◆ LIST OF TASKS ◆
1 - In the passage about Echols, when did he and Lorri Davis marry?
2 - Who are all the people the passage about Echols names as murdered in West Memphis on May 5, 1993?
3 - From the passage about Echols, return everything from "In February 1996" down to "to go free.".

-- BEGIN SELECTED PASSAGE --

Echols grew up “dirt poor” with his mom, sister and abusive stepfather.

We lived in a shack for 30 dollars a month. No running water or electricity. Jack Echols was the first man to pay attention to my mother after my father left. Most of his teeth were missing. He pinched me until I turned purple, bent my fingers backward, and twisted my ankles. His excuse was that he was trying to “toughen me up.”

Turning as a teen to heavy metal, long hair and trench coats, Echols stood out in conservative West Memphis. After his arrest at 17 for trespassing while running away with his girlfriend, he met Jerry Driver, a police department employee who worked with juveniles, who became convinced. based on Echols’s appearance, that he belonged to a Satanic cult. The charges were later dropped but Driver continued to harass him.

Once he showed up at the front door. “I’m here to arrest you,” Driver wheezed. This was quite a shock, as the only crime I had committed was not being in school. I was put in chains and shackles like a convict, then left in jail for a few weeks.

On May 5, 1993, Stevie Branch, Michael Moore and Christopher Byers were murdered in West Memphis. Immediately police homed in on Echols, his friend Jason Baldwin and their acquaintance Jessie Miskelley; all three were found guilty, but only Echols was sentenced to death. Prison life was hell.

One night two guards handcuffed me and took me to the warden’s office. One held me up by the hair as the warden choked me. One of the guards kept punching me in the stomach while asking, “Are you going to tell anyone about this? Are you?”

[Another thing] you never get used to is that one day a man is there, the next he’s [been executed]. Insanity is rampant on Death Row.

In February 1996 Echols received a letter from Lorri Davis, a New York landscape architect moved by his plight after seeing an HBO documentary on his case. In trading letters, they fell in love. I knew I was in love with Lorri when I started to wake up in the middle of the night cursing her for making me feel the way she did. Without her, I would have died. We weren’t able to touch each other until December 1999, when we were married.

Daily meditation helped him as well, but by summer 2011 Echols’s health was failing, and he was struggling to stay sane. Then came the call: His attorneys had finally struck a deal that would allow him to go free.

People keep asking me what I was thinking the day I walked out of prison. The answer is nothing. I wasn’t thinking of anything at all, much like the day I walked into prison. The trauma was just too great. My 18-year-old son Seth [from a prior relationship] and I are slowly trying to bond. We don’t know each other, but we’re learning. When we talk on the phone, I have the entirely new and foreign feeling of being a father.

These days, I try to look forward. I’m tired of looking back. Ultimately, I know that freedom isn’t enough. The only way all three of us will be able to live the rest of our lives is by being exonerated. The person or persons who murdered those three children, and who put me on Death Row for eighteen years, need to be found and brought to justice.

-- END SELECTED PASSAGE --
-- BEGIN RECORDS SUPPLIED --

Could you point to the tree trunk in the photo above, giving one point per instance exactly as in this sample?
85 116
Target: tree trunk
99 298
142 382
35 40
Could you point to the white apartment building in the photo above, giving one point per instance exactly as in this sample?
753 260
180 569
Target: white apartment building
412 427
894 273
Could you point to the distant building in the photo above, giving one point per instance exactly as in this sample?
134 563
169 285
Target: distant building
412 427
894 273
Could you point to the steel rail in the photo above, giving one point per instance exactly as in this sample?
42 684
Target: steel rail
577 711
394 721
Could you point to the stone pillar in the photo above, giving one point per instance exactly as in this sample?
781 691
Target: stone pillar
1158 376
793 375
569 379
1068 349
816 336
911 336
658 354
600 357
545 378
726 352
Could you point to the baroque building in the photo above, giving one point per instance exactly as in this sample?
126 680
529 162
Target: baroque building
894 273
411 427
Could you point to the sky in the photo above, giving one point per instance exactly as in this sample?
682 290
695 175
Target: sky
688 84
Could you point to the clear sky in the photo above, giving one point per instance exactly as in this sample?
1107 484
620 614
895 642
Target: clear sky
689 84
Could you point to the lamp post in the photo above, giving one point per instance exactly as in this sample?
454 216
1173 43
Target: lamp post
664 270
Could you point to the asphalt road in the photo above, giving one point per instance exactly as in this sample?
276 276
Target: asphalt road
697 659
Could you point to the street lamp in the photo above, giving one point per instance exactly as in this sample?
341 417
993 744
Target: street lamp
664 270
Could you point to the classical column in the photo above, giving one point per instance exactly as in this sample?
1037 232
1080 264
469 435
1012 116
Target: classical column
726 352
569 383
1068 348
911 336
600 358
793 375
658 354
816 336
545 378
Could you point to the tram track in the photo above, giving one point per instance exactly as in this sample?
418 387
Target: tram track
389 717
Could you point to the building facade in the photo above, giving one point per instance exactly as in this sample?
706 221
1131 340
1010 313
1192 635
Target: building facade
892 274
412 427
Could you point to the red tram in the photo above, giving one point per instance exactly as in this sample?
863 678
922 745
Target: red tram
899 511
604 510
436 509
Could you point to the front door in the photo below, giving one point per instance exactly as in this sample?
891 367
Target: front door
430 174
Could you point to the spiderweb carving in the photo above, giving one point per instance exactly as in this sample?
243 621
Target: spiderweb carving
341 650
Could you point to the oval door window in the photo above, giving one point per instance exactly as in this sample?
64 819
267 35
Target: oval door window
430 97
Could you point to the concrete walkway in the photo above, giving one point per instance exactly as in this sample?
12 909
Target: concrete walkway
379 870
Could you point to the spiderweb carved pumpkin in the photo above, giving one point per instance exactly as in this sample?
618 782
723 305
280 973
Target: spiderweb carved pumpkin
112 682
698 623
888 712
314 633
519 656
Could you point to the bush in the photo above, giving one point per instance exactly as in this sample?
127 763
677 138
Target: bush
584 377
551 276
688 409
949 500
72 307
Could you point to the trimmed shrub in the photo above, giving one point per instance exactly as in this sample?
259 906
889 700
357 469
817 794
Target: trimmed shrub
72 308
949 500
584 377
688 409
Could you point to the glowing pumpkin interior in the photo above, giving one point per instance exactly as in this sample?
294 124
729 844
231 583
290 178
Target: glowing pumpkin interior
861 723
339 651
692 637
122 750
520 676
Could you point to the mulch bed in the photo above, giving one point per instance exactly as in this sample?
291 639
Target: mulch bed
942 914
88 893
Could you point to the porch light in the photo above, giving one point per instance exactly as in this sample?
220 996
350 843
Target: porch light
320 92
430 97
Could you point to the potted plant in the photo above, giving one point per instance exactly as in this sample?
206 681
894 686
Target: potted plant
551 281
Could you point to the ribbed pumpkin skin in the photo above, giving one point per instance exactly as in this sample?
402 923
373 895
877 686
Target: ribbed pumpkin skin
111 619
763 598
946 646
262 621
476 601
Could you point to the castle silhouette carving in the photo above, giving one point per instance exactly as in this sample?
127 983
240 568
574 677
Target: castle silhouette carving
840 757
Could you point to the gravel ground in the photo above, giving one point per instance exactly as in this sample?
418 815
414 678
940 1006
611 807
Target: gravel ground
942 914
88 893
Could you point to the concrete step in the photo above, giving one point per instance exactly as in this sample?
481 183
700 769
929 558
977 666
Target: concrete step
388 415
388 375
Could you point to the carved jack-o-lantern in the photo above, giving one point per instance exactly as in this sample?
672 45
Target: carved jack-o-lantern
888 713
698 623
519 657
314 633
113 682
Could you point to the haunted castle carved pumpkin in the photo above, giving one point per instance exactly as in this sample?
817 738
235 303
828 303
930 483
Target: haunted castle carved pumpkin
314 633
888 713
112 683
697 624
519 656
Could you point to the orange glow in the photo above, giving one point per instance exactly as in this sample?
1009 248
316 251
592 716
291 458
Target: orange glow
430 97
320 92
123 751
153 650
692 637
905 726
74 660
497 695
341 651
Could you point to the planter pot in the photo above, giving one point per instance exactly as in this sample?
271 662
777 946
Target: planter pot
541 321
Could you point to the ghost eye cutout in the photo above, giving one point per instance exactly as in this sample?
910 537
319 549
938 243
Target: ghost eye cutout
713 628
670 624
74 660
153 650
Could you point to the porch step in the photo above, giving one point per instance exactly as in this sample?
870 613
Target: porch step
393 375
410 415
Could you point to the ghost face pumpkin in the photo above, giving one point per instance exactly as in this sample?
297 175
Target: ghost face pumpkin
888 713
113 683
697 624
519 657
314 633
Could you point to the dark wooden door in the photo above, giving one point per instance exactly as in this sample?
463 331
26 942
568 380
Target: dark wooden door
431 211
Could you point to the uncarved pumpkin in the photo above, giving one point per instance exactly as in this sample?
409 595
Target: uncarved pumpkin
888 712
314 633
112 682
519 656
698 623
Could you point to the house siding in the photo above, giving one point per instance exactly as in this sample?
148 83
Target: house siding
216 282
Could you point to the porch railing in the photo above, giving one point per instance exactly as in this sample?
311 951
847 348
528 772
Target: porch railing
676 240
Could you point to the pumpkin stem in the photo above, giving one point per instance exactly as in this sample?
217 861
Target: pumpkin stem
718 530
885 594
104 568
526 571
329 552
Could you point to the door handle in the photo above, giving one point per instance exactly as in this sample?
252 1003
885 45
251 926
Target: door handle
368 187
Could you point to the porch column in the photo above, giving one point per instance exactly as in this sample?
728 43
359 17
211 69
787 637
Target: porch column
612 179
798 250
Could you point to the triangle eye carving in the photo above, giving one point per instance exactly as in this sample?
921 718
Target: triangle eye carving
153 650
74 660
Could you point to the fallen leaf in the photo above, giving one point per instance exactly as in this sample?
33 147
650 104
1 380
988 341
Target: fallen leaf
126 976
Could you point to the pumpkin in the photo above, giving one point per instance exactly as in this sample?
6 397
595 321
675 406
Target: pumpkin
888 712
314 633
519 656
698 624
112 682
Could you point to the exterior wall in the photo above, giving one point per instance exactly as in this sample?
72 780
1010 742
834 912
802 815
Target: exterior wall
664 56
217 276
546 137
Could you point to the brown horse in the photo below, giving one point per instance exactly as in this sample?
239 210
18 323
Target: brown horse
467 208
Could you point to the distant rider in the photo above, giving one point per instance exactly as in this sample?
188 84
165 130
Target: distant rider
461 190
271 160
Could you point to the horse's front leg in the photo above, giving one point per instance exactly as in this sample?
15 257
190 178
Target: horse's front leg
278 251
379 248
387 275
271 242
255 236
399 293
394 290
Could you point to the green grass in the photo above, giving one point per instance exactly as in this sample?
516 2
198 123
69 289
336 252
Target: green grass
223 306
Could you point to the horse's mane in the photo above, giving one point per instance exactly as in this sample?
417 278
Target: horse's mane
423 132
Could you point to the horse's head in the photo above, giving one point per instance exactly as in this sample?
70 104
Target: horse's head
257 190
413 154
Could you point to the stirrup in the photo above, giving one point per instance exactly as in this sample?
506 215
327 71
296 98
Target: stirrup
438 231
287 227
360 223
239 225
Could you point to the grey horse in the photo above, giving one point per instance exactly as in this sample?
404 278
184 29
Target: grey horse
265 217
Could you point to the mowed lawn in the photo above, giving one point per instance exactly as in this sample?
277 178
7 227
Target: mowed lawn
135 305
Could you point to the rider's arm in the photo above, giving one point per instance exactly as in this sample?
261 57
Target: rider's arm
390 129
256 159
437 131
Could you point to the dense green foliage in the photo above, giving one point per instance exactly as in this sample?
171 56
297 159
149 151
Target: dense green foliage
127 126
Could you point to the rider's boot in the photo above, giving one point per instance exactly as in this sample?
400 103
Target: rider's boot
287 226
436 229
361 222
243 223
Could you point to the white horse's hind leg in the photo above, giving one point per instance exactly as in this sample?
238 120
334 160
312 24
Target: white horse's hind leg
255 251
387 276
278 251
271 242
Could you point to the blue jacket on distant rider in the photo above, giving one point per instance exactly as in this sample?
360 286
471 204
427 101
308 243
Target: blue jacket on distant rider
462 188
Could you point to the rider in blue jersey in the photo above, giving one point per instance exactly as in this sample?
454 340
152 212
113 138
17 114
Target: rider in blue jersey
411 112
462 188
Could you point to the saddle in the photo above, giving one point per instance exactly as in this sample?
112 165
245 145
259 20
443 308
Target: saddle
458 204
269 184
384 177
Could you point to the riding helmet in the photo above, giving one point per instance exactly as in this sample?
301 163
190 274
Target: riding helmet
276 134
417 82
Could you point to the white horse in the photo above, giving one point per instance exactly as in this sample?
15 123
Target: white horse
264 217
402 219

-- END RECORDS SUPPLIED --

◆ RESPONSES TO THE EXERCISE ◆
1 - December 1999.

2 - Stevie Branch, Michael Moore, and Christopher Byers.

3 -
In February 1996 Echols received a letter from Lorri Davis, a New York landscape architect moved by his plight after seeing an HBO documentary on his case. In trading letters, they fell in love. I knew I was in love with Lorri when I started to wake up in the middle of the night cursing her for making me feel the way she did. Without her, I would have died. We weren’t able to touch each other until December 1999, when we were married.

Daily meditation helped him as well, but by summer 2011 Echols’s health was failing, and he was struggling to stay sane. Then came the call: His attorneys had finally struck a deal that would allow him to go free.